What is expected =
Among these entries, how many lines have the string "building" in them? Only the number is needed.

Extracted records =
== Segment start ==

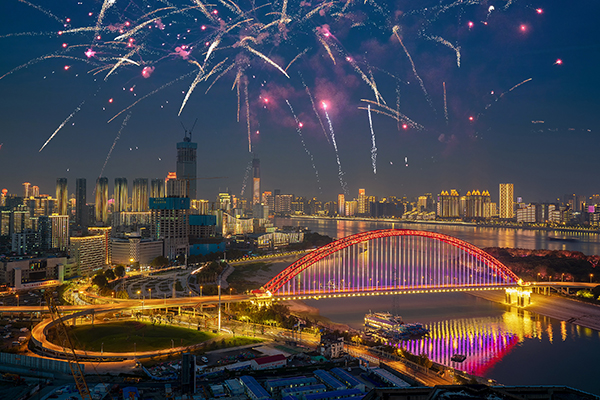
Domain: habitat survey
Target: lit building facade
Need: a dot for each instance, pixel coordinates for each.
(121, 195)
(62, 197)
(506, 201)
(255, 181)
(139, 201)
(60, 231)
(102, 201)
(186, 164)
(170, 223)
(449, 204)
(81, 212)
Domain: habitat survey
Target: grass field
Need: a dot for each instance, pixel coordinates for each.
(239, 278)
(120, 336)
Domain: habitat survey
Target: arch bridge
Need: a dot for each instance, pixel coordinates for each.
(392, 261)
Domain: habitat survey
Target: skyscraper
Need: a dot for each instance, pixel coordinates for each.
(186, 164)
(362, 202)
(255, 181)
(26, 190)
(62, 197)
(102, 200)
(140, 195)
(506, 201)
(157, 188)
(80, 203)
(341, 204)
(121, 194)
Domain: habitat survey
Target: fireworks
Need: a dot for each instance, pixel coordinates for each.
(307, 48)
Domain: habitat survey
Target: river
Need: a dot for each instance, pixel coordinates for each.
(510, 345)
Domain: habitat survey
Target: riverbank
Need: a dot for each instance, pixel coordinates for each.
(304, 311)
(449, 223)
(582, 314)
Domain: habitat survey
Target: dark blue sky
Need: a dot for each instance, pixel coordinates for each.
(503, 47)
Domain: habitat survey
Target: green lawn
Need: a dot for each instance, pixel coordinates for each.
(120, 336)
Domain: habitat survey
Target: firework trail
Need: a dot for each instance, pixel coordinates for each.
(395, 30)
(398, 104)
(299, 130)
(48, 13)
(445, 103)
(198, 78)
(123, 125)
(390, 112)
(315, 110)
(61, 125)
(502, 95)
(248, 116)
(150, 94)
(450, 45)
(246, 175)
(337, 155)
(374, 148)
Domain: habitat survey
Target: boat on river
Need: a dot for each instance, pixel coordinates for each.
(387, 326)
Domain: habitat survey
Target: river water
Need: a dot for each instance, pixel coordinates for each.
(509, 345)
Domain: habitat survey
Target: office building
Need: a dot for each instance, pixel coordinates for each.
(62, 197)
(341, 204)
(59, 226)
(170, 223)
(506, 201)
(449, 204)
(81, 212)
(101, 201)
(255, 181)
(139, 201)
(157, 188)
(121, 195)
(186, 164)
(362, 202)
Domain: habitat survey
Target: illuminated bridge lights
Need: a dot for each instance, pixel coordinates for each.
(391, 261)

== Segment end ==
== Segment start ==

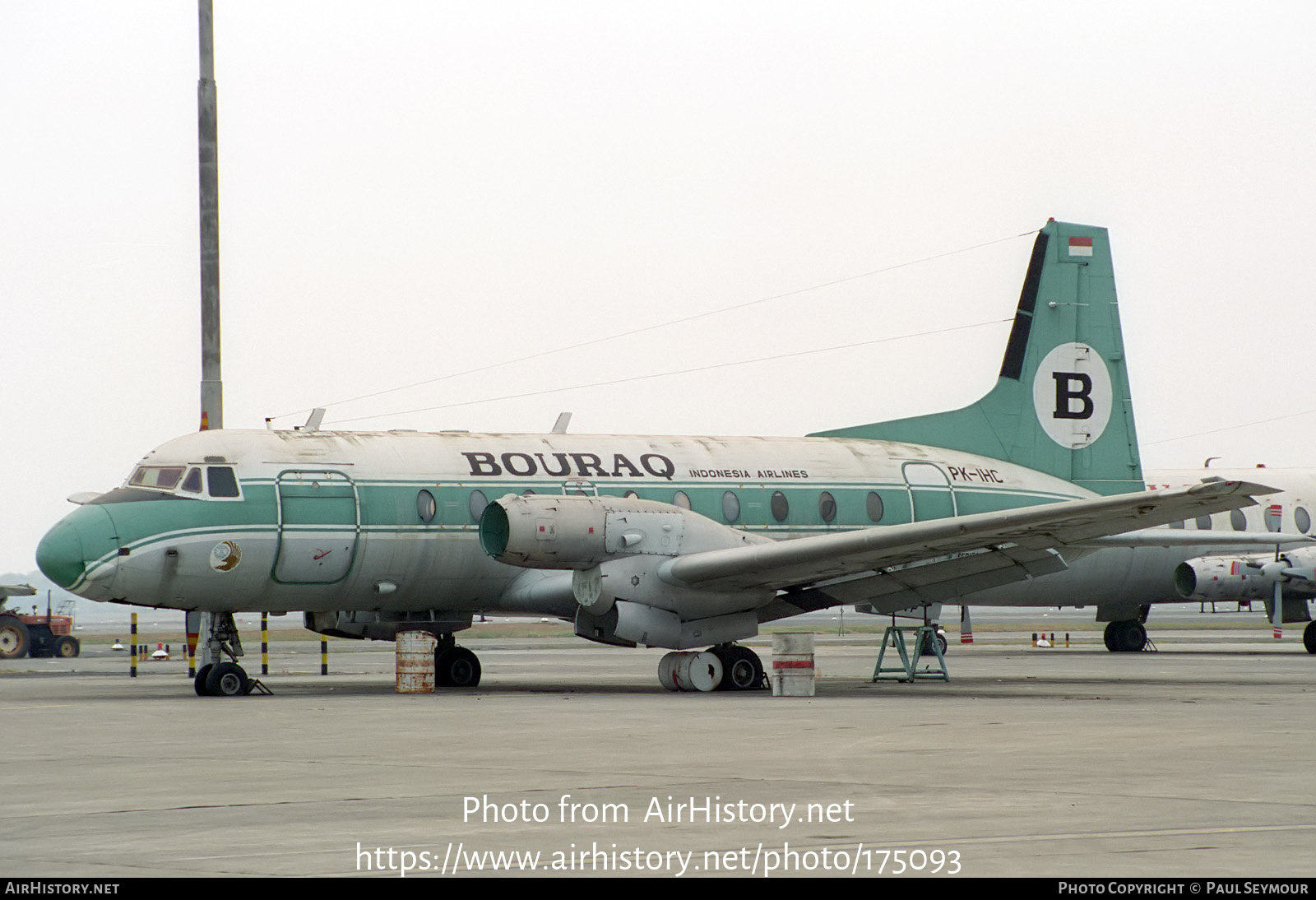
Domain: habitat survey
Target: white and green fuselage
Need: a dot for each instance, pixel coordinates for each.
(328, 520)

== Segment end ==

Task result =
2